RECORDS FOR THE TASK —
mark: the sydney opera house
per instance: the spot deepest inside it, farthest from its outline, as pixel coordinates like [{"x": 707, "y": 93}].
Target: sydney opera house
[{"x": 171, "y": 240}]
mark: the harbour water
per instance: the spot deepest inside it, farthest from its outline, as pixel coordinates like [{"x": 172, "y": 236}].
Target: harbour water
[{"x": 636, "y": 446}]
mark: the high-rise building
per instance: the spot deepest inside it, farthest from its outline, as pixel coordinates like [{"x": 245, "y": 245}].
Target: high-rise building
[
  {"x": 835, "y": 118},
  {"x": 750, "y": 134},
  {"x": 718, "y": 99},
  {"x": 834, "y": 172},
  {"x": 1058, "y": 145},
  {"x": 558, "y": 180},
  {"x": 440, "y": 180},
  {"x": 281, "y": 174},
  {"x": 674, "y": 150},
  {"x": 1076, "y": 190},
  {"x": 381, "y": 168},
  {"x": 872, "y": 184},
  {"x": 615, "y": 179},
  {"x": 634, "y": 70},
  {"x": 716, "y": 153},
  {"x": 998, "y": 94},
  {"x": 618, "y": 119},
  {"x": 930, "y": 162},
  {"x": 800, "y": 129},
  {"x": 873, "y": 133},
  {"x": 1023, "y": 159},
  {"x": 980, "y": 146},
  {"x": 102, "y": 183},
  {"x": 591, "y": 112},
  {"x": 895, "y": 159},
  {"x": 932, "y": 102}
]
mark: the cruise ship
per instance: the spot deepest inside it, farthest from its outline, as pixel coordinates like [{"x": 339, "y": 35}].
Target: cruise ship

EXERCISE PROMPT —
Quote the material word for word, from the line containing "mark: the cruise ship" through the end of the material.

TASK OUTPUT —
mark: the cruise ship
per instance: the spot deepest inside it, farthest from its outline, as pixel coordinates like [{"x": 339, "y": 35}].
Target: cruise ship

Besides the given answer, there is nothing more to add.